• **Exercise prompt**
Copy each entry below exactly as it appears.

########

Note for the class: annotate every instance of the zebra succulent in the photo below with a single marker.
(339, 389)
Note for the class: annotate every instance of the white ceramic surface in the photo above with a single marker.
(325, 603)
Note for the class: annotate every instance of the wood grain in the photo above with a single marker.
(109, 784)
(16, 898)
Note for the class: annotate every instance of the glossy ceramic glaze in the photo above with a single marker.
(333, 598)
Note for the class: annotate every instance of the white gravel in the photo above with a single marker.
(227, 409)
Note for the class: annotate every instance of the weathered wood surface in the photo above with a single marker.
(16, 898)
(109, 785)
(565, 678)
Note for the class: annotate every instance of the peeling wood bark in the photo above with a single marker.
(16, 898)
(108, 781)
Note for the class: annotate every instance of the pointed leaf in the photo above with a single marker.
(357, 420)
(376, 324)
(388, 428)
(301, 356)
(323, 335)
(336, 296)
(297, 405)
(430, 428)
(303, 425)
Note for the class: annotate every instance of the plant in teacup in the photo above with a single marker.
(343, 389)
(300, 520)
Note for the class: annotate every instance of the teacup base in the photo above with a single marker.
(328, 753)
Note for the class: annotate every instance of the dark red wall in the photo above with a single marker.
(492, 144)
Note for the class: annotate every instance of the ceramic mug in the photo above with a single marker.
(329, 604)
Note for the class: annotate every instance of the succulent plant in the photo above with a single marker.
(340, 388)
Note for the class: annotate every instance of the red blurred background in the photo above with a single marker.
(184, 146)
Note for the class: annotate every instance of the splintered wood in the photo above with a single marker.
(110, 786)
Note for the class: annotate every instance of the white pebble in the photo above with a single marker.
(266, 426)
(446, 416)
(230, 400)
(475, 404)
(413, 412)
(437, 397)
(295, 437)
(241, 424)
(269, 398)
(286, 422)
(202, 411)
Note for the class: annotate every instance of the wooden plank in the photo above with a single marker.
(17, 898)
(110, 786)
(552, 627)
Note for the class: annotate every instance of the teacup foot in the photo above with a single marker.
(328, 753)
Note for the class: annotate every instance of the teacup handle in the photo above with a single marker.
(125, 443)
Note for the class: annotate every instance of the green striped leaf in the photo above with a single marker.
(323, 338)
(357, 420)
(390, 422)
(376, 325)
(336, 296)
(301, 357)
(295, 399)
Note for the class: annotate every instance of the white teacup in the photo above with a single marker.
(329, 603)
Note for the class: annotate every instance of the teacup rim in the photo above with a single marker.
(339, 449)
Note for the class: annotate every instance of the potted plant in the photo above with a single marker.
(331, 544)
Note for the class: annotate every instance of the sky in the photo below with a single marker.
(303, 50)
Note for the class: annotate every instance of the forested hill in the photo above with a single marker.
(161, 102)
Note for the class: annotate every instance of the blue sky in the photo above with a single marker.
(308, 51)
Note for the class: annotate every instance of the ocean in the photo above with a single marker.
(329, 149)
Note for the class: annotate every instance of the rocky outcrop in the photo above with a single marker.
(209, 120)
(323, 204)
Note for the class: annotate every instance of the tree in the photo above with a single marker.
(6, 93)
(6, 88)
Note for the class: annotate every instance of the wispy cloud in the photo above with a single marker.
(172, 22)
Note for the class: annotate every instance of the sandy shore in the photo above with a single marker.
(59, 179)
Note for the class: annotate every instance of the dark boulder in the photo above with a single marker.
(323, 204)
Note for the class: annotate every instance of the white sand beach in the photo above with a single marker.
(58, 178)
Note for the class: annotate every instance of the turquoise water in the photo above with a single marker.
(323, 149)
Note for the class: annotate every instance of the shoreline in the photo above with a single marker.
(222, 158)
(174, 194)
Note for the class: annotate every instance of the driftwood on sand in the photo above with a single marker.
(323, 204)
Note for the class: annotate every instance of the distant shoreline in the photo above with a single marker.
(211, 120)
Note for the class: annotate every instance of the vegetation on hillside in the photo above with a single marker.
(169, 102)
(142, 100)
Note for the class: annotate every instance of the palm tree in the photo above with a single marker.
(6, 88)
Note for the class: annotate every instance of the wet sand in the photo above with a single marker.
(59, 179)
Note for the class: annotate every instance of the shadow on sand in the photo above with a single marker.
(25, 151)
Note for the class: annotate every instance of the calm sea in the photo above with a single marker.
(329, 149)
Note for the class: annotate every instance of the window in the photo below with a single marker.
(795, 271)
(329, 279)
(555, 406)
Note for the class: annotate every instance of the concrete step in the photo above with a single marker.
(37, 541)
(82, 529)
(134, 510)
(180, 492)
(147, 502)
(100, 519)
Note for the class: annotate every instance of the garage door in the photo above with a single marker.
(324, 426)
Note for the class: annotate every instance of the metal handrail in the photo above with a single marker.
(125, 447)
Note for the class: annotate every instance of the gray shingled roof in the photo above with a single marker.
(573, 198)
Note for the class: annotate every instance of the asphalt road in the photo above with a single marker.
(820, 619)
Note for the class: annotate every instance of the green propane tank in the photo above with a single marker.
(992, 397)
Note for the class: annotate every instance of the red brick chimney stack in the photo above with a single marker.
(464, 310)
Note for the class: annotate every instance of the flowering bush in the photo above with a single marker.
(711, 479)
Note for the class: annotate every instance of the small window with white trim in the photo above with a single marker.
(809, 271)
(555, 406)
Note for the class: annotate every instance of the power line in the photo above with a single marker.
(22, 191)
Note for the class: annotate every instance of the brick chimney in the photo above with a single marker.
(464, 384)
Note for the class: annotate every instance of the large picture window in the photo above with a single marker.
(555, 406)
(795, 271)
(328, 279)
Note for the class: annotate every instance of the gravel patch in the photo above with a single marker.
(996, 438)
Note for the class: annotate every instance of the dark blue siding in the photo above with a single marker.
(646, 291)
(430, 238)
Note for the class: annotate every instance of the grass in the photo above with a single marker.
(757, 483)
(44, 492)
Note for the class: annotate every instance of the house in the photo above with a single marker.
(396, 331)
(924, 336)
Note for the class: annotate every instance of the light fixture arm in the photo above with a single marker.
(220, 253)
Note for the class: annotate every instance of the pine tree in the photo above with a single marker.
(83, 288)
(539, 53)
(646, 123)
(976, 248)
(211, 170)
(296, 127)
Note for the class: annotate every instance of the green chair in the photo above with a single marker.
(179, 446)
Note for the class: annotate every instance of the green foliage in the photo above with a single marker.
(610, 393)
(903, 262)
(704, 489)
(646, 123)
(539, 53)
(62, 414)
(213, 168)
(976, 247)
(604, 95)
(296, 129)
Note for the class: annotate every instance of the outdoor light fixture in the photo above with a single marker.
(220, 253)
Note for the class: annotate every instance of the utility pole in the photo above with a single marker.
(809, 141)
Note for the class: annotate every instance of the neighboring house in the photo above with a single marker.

########

• **Exercise solution**
Note for the class: annotate every instance of the zebra succulent in the photo below with a single marker.
(339, 389)
Note for the class: annotate every instance of the white ceramic surface in the photo above with a single marker.
(325, 603)
Note for the class: annotate every instance of the wood grain in the photo above with a single marker.
(109, 784)
(16, 898)
Note for the class: annotate every instance of the glossy ceramic glaze in the photo above with a single marker.
(333, 598)
Note for the class: annotate every instance of the white gravel in the photo above with a single marker.
(227, 409)
Note for the class: annotate every instance of the weathered wood surface in the photo above with a single marker.
(16, 898)
(109, 785)
(565, 678)
Note for the class: annotate every instance of the peeling wood bark in the photo above with a single marker.
(16, 898)
(108, 781)
Note for the class: annotate every instance of the pointed leaf in the photo above with a single marker.
(357, 420)
(376, 324)
(388, 428)
(301, 356)
(323, 335)
(336, 296)
(297, 405)
(430, 428)
(303, 425)
Note for the class: annotate every instance of the plant in teacup in the photo above with a single marker.
(343, 389)
(300, 520)
Note for the class: annotate every instance of the teacup base in the photo above with a single marker.
(328, 753)
Note for the class: annotate every instance of the dark red wall in the photo above with a single marker.
(492, 144)
Note for the class: annotate every instance of the ceramic mug in the photo above with a single marker.
(329, 604)
Note for the class: annotate every instance of the succulent plant in the photo above with a single marker.
(340, 388)
Note for the class: annotate every instance of the red blurred background in the photo above with a single marker.
(184, 146)
Note for the class: annotate every instance of the splintered wood in the photo above with a single marker.
(110, 786)
Note for the class: annotate every instance of the white pebble in the photo above with a single marker.
(266, 426)
(446, 416)
(230, 400)
(475, 404)
(413, 412)
(437, 397)
(295, 437)
(241, 424)
(269, 398)
(286, 422)
(202, 411)
Note for the class: annotate every instance of the wooden plank in the photo above with a single marker.
(17, 898)
(110, 786)
(552, 627)
Note for the class: annotate every instance of the teacup foot in the photo above with a single marker.
(328, 753)
Note for the class: annotate every instance of the teacup handle in the photo above with a single marker.
(125, 443)
Note for the class: annotate every instance of the green striped leaf in the photo above with a single marker.
(323, 338)
(357, 420)
(390, 422)
(376, 325)
(336, 296)
(301, 357)
(295, 399)
Note for the class: annotate every instance of the white teacup in the photo above with a single marker.
(329, 603)
Note for the class: annotate every instance of the teacup rim in the photo above with a single marker.
(339, 449)
Note for the class: annotate every instance of the potted plant in the photo above with a single marker.
(331, 544)
Note for the class: annotate every instance of the sky in the photo below with a single marker.
(303, 50)
Note for the class: annotate every instance of the forested hill in the photo above with a single marker.
(161, 102)
Note for the class: annotate every instance of the blue sky in the photo above with a single marker.
(308, 51)
Note for the class: annotate every instance of the ocean in the photo above with a single marker.
(329, 149)
Note for the class: annotate every instance of the rocky outcrop in the photo above with a single marker.
(209, 120)
(323, 204)
Note for the class: annotate every instance of the tree in the photo above with a single marker.
(6, 93)
(6, 88)
Note for the class: annotate every instance of the wispy cloud in the photo above with a single marker.
(172, 22)
Note for the class: annotate every instance of the sandy shore in the photo above with a single marker.
(59, 179)
Note for the class: annotate every instance of the dark boulder in the photo above with a single marker.
(323, 204)
Note for the class: annotate every instance of the white sand beach in the photo above with a single marker.
(58, 178)
Note for the class: annotate every instance of the turquoise water in the photo above with a single marker.
(323, 149)
Note for the class: annotate every instance of the shoreline in the photo above with a single marker.
(222, 158)
(174, 194)
Note for the class: annotate every instance of the driftwood on sand in the photo above with a single marker.
(323, 204)
Note for the class: annotate every instance of the distant shoreline in the photo above with a single marker.
(211, 120)
Note for the class: annotate every instance of the vegetation on hillside in the photo above with a single marker.
(169, 102)
(142, 100)
Note for the class: annotate every instance of the palm tree in the photo above with a single marker.
(6, 88)
Note for the class: annotate every instance of the wet sand in the photo above with a single marker.
(59, 179)
Note for the class: annotate every instance of the shadow on sand in the photo above with a single marker.
(25, 151)
Note for the class: annotate every instance of the calm sea in the photo above with a single marker.
(329, 149)
Note for the class: annotate every instance of the window in the photo below with a single marker.
(795, 271)
(329, 279)
(555, 406)
Note for the class: annotate every instance of the concrete step in the photo above with a single marker.
(37, 541)
(82, 529)
(134, 510)
(180, 492)
(147, 502)
(100, 519)
Note for the class: annotate every instance of the garage door in the photo above with a single marker.
(324, 426)
Note for the class: annotate every instance of the metal handrail in the photo above with a single marker.
(125, 447)
Note for the class: annotate every instance of the gray shingled roof in the photo above with a single marker.
(573, 198)
Note for the class: annotate every instance of the asphalt road in the photo above with a single marker.
(820, 619)
Note for the class: annotate every instance of the green propane tank in the photo above with a single marker.
(992, 397)
Note for the class: annotate every instance of the red brick chimney stack in the photo above with a single marker.
(464, 310)
Note for the class: annotate every instance of the flowering bush in the photo above with a single marker.
(711, 479)
Note for the class: annotate every instance of the small window with white trim in the photo above with a single marker.
(809, 271)
(555, 406)
Note for the class: annotate every instance of the power line in the photo above with a single marker.
(22, 191)
Note for the class: annotate every instance of the brick chimney in the photo above with a single marker.
(464, 384)
Note for the class: annotate every instance of the large picture window in the photo above with a single marker.
(555, 406)
(795, 271)
(328, 279)
Note for the class: annotate every instance of the gravel patch in the photo above with a single marker.
(996, 438)
Note for the class: annotate every instance of the dark blue siding in the photo above with a single marker.
(646, 291)
(430, 238)
Note for the class: annotate every instance of the grass in the photo above with a single marker.
(757, 483)
(44, 492)
Note for the class: annotate every instance of the house in the photo above with a single marker.
(396, 331)
(924, 336)
Note for the class: annotate every instance of the light fixture arm in the photo above with a single marker.
(220, 253)
Note for the class: annotate every instance of the pine tree in the photo above with a single marker.
(83, 288)
(539, 53)
(646, 123)
(976, 248)
(211, 170)
(296, 127)
Note for the class: annotate every instance of the green chair in the photo above with a single marker.
(179, 446)
Note for the class: annotate every instance of the green foliage in the photo above with a single marker.
(610, 393)
(903, 262)
(704, 489)
(646, 123)
(539, 53)
(62, 414)
(213, 168)
(976, 247)
(604, 95)
(296, 129)
Note for the class: annotate every instance of the outdoor light fixture in the photo above with a single marker.
(220, 253)
Note for the class: annotate every instance of the utility pole in the photo above with a single marker.
(809, 141)
Note for the class: annotate every instance of the neighboring house in the photo above with a single marker.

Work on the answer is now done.